■ **IHRE AUFGABE**:
Übersetzen Sie diesen Satz aus dem Ausgangstext ins Englische: „Durch die Teilnahme haben sie nicht nur eine Woche frei, sondern für 200 Mark eine billige Übernachtung samt Verpflegung in unmittelbarer Nähe der Demo-Route.“

Wer erwartet hat, daß diese Jugendlichen weniger als andere auf die Love Parade abfahren, hat sich geirrt. Sie sind nur cleverer. Durch die Teilnahme haben sie nicht nur eine Woche frei, sondern für 200 Mark eine billige Übernachtung samt Verpflegung in unmittelbarer Nähe der Demo-Route. Ganz unverhohlen bekennen sie sich denn auch zur Motivation für ihren Bildungsurlaub: „Die Love Parade ist der Hauptgrund“, sagt Silke. „Eine Woche Urlaub ist immer was Schönes“, so Sebastian. „Ich will gucken, was abgeht in Berlin“, meint ein anderer. Nur Michael, eher konservativ, gibt an, sich mit dem Seminar auf die Love Parade „vorbereiten“ zu wollen.

Daten zur Objektverortung in natürlicher Sprache
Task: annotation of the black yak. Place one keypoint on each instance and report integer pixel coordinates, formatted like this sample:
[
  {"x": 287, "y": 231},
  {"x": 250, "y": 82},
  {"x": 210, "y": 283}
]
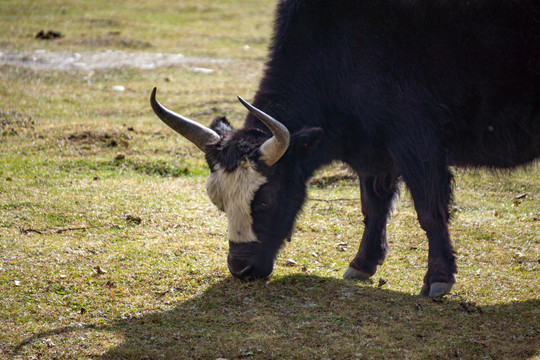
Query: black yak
[{"x": 397, "y": 89}]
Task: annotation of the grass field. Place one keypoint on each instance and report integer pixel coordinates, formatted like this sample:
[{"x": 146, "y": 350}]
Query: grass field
[{"x": 110, "y": 248}]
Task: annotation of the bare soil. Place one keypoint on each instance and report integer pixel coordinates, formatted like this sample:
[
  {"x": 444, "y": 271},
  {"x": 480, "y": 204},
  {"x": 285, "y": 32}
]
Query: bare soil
[{"x": 90, "y": 60}]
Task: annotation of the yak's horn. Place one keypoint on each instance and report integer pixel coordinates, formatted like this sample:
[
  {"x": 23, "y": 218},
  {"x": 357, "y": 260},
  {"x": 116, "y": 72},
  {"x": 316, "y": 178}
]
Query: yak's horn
[
  {"x": 272, "y": 149},
  {"x": 193, "y": 131}
]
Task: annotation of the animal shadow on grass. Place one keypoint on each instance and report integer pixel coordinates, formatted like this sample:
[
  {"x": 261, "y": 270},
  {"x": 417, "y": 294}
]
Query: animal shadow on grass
[{"x": 303, "y": 316}]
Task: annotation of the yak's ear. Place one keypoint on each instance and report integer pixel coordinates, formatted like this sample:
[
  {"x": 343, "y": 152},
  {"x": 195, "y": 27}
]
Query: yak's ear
[
  {"x": 221, "y": 125},
  {"x": 303, "y": 141}
]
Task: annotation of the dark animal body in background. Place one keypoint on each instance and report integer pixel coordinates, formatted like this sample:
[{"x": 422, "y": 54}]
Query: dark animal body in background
[{"x": 398, "y": 90}]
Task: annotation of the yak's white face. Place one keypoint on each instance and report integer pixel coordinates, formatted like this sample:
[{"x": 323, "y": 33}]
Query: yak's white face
[{"x": 233, "y": 193}]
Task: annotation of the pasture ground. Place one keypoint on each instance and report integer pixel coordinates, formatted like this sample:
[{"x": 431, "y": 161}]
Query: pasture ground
[{"x": 110, "y": 249}]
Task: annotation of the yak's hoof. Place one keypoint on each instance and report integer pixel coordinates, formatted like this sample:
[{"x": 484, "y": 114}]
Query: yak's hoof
[
  {"x": 436, "y": 289},
  {"x": 352, "y": 273}
]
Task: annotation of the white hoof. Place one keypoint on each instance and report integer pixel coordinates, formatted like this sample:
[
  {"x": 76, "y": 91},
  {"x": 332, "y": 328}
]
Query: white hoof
[{"x": 352, "y": 273}]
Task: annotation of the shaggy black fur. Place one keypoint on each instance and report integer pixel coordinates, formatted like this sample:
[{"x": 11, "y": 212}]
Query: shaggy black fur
[{"x": 401, "y": 89}]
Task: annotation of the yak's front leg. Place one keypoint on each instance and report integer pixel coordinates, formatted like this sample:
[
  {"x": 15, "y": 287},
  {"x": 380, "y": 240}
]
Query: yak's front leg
[
  {"x": 377, "y": 195},
  {"x": 430, "y": 183}
]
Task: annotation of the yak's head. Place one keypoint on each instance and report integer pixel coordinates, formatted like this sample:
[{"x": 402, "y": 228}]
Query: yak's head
[{"x": 255, "y": 179}]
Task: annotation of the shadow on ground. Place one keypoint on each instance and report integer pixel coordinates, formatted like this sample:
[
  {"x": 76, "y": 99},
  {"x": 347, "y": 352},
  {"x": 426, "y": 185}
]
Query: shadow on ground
[{"x": 305, "y": 316}]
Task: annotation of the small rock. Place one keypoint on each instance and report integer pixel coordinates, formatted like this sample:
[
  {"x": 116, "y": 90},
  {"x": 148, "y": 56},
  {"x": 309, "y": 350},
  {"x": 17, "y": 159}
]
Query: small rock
[
  {"x": 48, "y": 35},
  {"x": 99, "y": 270}
]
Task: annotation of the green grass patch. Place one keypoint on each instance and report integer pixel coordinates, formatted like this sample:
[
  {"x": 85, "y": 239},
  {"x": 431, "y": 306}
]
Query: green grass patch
[{"x": 110, "y": 248}]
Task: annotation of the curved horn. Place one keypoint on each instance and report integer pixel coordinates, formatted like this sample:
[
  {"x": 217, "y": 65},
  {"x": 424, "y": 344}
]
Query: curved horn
[
  {"x": 272, "y": 149},
  {"x": 193, "y": 131}
]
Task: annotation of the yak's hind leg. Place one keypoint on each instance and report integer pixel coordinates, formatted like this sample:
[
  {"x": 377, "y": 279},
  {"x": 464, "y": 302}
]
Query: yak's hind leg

■ **SCHRIFTLICHE ANTWORT**:
By taking part, they not only get a week off but also, for 200 marks, cheap lodging including meals in the immediate vicinity of the demonstration route.